By Martha Arnold, Employment and HR Lawyer, Fox Williams LLP
I am an HR Manager for a medium size company and I have just come back from holiday to a stack of disciplinary matters. Can you help me with a couple of matters which are causing me a real headache:
1. A male employee has complained about an argument with a female employee. As far as I can tell, no-one witnessed the row. I have interviewed both and there is a lot of “he said / she said”, and each person’s evidence contradicts the other’s. I don’t know who to believe or how I can reach a conclusion.
2. An employee was invited to a disciplinary meeting but immediately raised a grievance. His grievance was rejected and he submitted an appeal. We want to proceed with the disciplinary meeting before the grievance appeal, but he is refusing to co-operate until the grievance process has been exhausted. What do I do?
Finally, we are considering revising our contractual disciplinary and grievance policies and wondered if you had any specific tips?
It’s a good thing you asked as cases concerning the conduct of disciplinary procedures have been flooding into the Employment Tribunals recently.
1. Problems caused by lack of evidence
Investigation is a key part of the disciplinary process. The level of investigation should be reasonable in the circumstances of the case. It is particularly important that a thorough investigation is carried out where the employee’s reputation or ability to work in his or her chosen field of employment is in jeopardy. The investigation should be unbiased, investigating both angles which may show the employee’s innocence as well as his guilt. The steps taken to investigate should be documented. In misconduct cases, different people should carry out the investigation and disciplinary where practicable.
There has been a recent case regarding inconsistencies in evidence (Salford Royal NHS Foundation Trust v Roldan ). This has highlighted that:
• Where a witnesses evidence has inconsistencies within it, it will be extremely important for the employer to test that evidence before relying on it. This is particularly so where the employee facing disciplinary action has a previously unblemished record, and dismissals which are heavily reliant on inconsistent evidence are unlikely to be fair.
• Where the evidence is inconclusive one way or the other, the proper response is for the employer to confirm that they are not able to resolve the conflict of evidence. However, in such a circumstance the employer must not go so far as to say that they do not believe one or both of the individuals.

PROVIDED MATERIAL:
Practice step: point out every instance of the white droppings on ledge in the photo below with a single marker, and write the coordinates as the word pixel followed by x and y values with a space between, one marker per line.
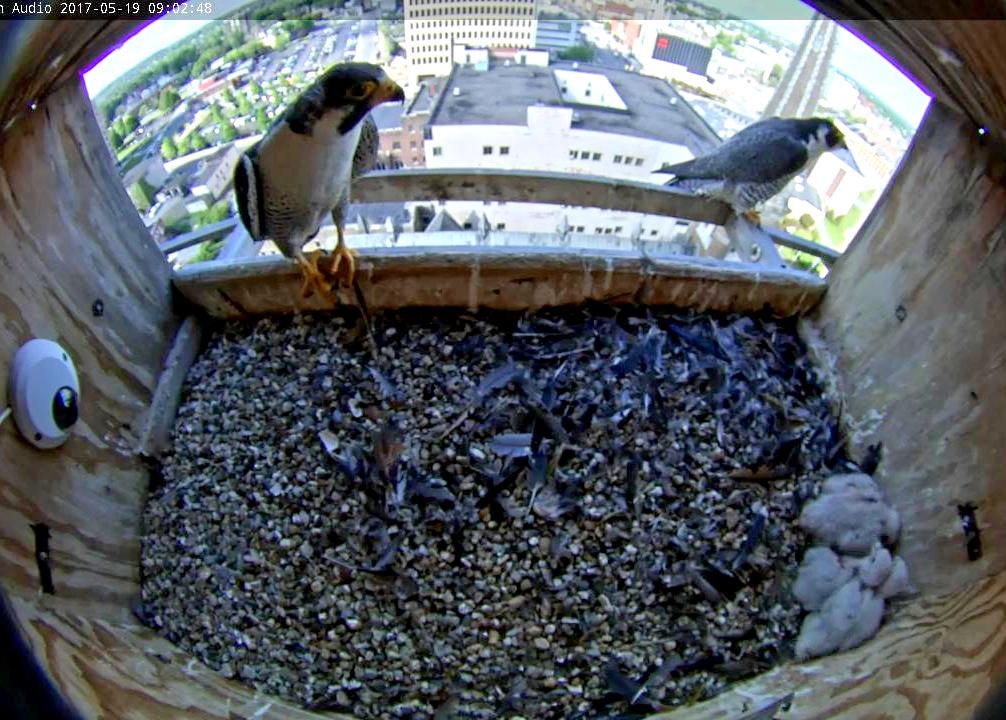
pixel 475 284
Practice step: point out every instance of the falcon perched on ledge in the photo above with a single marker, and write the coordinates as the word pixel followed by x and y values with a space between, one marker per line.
pixel 758 162
pixel 303 167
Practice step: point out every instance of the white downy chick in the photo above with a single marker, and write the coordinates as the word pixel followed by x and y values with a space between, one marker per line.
pixel 867 620
pixel 858 483
pixel 847 618
pixel 875 567
pixel 821 573
pixel 850 522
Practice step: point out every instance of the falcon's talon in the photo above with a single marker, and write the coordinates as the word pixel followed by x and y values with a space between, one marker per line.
pixel 305 166
pixel 314 279
pixel 341 252
pixel 757 163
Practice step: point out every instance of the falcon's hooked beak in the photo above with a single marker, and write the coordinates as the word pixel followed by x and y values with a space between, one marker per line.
pixel 387 91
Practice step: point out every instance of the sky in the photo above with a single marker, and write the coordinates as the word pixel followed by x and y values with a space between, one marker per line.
pixel 786 18
pixel 866 65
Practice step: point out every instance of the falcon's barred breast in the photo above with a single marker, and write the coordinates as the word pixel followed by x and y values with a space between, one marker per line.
pixel 758 162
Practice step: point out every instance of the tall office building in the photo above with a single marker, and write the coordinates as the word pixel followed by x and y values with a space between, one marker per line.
pixel 435 27
pixel 803 82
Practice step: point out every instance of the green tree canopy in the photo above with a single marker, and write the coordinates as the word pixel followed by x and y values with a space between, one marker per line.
pixel 199 142
pixel 580 53
pixel 169 151
pixel 261 119
pixel 169 100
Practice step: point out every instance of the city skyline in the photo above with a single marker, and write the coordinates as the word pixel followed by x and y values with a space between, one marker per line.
pixel 786 19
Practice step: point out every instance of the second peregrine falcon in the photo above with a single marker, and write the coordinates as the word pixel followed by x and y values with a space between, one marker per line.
pixel 301 170
pixel 758 162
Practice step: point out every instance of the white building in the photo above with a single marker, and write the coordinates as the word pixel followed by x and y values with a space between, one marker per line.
pixel 566 118
pixel 433 27
pixel 215 176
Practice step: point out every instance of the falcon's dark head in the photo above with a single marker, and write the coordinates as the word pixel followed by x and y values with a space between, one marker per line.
pixel 353 88
pixel 822 133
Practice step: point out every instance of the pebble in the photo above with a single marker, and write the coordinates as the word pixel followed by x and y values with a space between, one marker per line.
pixel 257 485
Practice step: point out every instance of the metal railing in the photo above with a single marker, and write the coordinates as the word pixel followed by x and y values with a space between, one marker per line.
pixel 752 243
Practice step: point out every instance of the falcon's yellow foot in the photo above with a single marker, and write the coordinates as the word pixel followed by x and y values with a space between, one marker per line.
pixel 340 253
pixel 314 279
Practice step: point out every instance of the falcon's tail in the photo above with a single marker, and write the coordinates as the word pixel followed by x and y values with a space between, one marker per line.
pixel 678 170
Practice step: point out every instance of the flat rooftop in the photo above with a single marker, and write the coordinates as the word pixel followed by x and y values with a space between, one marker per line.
pixel 502 95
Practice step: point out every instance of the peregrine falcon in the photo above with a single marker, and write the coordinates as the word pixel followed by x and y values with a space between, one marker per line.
pixel 758 162
pixel 303 167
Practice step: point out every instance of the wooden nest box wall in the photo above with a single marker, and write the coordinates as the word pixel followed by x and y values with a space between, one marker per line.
pixel 913 316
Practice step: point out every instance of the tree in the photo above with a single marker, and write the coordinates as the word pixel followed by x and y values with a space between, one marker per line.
pixel 261 119
pixel 199 142
pixel 169 151
pixel 581 53
pixel 169 99
pixel 776 75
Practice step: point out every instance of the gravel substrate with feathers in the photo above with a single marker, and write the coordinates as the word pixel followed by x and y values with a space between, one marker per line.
pixel 576 513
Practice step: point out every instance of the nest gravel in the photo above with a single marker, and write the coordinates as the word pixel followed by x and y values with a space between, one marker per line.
pixel 558 515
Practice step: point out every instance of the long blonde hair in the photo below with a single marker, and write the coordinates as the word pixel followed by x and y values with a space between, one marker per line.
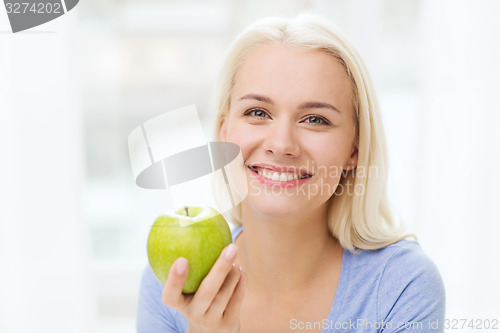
pixel 359 221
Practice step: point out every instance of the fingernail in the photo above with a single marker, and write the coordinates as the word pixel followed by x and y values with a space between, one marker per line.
pixel 231 252
pixel 181 266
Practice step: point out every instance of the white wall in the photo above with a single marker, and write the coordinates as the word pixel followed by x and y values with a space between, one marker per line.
pixel 44 281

USING THE INFORMATION:
• 1. In the disciplinary advice text, transcribe the passage from "2. An employee" up to and including "Employment Tribunals recently.".
• 2. Answer these questions using the disciplinary advice text.
(a) What did the employee in the second matter do immediately after being invited to a disciplinary meeting?
(b) Which recent case on inconsistencies in evidence is named?
(c) In misconduct cases, what should happen, where practicable, regarding who carries out the investigation and the disciplinary?

EXERCISE RESULTS:
• 1.
2. An employee was invited to a disciplinary meeting but immediately raised a grievance. His grievance was rejected and he submitted an appeal. We want to proceed with the disciplinary meeting before the grievance appeal, but he is refusing to co-operate until the grievance process has been exhausted. What do I do?
Finally, we are considering revising our contractual disciplinary and grievance policies and wondered if you had any specific tips?
It’s a good thing you asked as cases concerning the conduct of disciplinary procedures have been flooding into the Employment Tribunals recently.

• 2.
(a) He immediately raised a grievance.
(b) Salford Royal NHS Foundation Trust v Roldan.
(c) Different people should carry out the investigation and the disciplinary.